*TUS TAREAS:*
[A] ¿Concuerdan con el texto sobre el maestro Carreras estas afirmaciones? (i) Quien narra asistió a escondidas a las clases de Carreras como oyente. (ii) La cátedra de Dibujo se encontraba en la parte más baja del edificio. (iii) Los demás profesores de la cátedra siempre sabían resolver los problemas que planteaba Carreras. Responde sí o no a cada una y cita literalmente las palabras del texto que lo deciden.
[B] ¿Puedes prolongar el texto sobre el maestro Carreras a partir de su última frase?

*PÁGINA:*
————————

Andaba ya metido en esto del periodismo, pero Carreras vio en mí cualidades y se empeñó en que fuera ingeniero de caminos. Por probar, asistí un curso como “oyente”, clandestinamente, a sus clases vespertinas. Luego salíamos de la Escuela y nos íbamos a tomar gambas a la Cruz Blanca o al lado de su casa, en Reina Victoria. El efecto Pavlov no se hizo esperar y ese año no deseé otra cosa que ir a las clases del maestro Carreras.

Hombres egregios gobernaban aquella colmena de hormigón visto administrando el saber que daría al mundo futuros ingenieros de caminos. En la cúspide de la torre estaba la cátedra de Dibujo, el paraíso de Carreras, donde plasmaba en preciosas acuarelas los paisajes que ofrecía a la vista el horizonte serrano.

Otros lumbreras de la ingeniería, profesores de la cátedra, le acompañaban: Fernando Fernández, Francisco González, José Domínguez... todos se disputaban el guiño del maestro, pues su talento, conocimientos e imaginación sobresalía. Hasta el punto que le encargaban los problemas para los exámenes y en no pocas ocasiones ni ellos mismos eran capaces de dilucidar las soluciones a los rompecabezas que proponía el ingenio de Carreras.

————————

*EXTRACTO DE DATOS:*
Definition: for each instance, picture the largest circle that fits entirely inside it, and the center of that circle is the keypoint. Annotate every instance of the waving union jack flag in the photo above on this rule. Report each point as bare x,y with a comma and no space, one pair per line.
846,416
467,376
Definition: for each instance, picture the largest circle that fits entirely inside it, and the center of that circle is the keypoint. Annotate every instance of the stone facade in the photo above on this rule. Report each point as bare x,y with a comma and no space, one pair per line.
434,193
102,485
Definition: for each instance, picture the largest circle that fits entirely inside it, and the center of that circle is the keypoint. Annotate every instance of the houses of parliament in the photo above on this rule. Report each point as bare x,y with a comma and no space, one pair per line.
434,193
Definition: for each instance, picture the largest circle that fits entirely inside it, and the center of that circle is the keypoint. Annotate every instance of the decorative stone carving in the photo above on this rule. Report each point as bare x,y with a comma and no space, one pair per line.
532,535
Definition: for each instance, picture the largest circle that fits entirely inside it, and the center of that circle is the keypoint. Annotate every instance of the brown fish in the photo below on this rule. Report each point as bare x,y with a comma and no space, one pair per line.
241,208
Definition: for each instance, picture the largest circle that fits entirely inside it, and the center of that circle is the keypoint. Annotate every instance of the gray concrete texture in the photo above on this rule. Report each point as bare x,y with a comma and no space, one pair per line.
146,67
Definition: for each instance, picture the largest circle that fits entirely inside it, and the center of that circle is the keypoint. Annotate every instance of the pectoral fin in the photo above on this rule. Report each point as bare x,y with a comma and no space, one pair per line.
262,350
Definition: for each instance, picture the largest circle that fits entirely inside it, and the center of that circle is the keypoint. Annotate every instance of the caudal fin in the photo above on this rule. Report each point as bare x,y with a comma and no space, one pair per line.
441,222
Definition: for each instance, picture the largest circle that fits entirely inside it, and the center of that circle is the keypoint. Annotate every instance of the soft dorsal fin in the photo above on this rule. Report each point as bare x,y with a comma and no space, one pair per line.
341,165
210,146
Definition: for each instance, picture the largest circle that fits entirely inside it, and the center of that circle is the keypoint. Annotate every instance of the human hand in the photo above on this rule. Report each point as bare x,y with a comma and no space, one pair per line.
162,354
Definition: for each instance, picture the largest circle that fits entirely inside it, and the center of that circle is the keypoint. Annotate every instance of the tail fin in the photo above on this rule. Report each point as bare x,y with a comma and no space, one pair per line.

————————

*SOLUCIONES DEL EJERCICIO:*
[A]
(i) Sí: «asistí un curso como “oyente”, clandestinamente»
(ii) No: «En la cúspide de la torre estaba la cátedra de Dibujo»
(iii) No: «en no pocas ocasiones ni ellos mismos eran capaces de dilucidar las soluciones a los rompecabezas que proponía el ingenio de Carreras»

[B]
Un día, el maestro me mostró furtivamente el tesoro que se ocultaba en los sótanos de la Escuela: un amasijo de vetustas máquinas acumuladas en un bien organizado caos aparente. Y me contó la historia de su inventor: don Leonardo Torres Quevedo (1852-1936), de cuya muerte nos separaba medio siglo. Estuvimos admirando lo que la mente humana bien formada y mejor orientada es capaz de imaginar y fabricar. Desde luego con él no iba el unamuniano “¡qué inventen ellos!”, porque ya estaba don Leonardo para inventarlo todo. Yo conocía al personaje por mis incursiones en la aviación y sabía que fue uno de los pioneros de la aerostación en España, pero ignoraba que hubiera llegado tan lejos en tantas disciplinas. Desde entonces, a mi nómina de genios adorados incorporé a Torres Quevedo, cuyo legado esperaba en el sótano para convertirse en museo.

El álgebra y el cálculo me superaron y, obviando los consejos del maestro, seguí con lo mío –tiempo tendría de arrepentirme–, y me olvidé de Caminos. Pero ahora he regresado de visita a una de las escuelas más prestigiosas del mundo, fundada en 1802 por el ingeniero militar Agustín de Betancourt, para recordar viejos tiempos y visitar el Museo Torres Quevedo, que alberga aquellos cachivaches de don Leonardo que me descubrió Carreras.

Este retornar al tiempo pretérito, a los recuerdos de una época dorada –como todas las ensalzadas por la memoria–, tiene su origen en la visita que por gentileza de Liebherr giré en octubre pasado a la sede de su filial en Canadá (nº 58 de OP Machinery), sita en Burlington, en la orilla lacustre del Ontario, del que es tributario el río Niágara, muy cerca por tanto de las famosas cataratas. Y fue allí mi reencuentro con Torres Quevedo después de tantos años. Los que conozcan los milagros del sabio español y sus andanzas en el Niágara ya se irán figurando a lo que me refiero.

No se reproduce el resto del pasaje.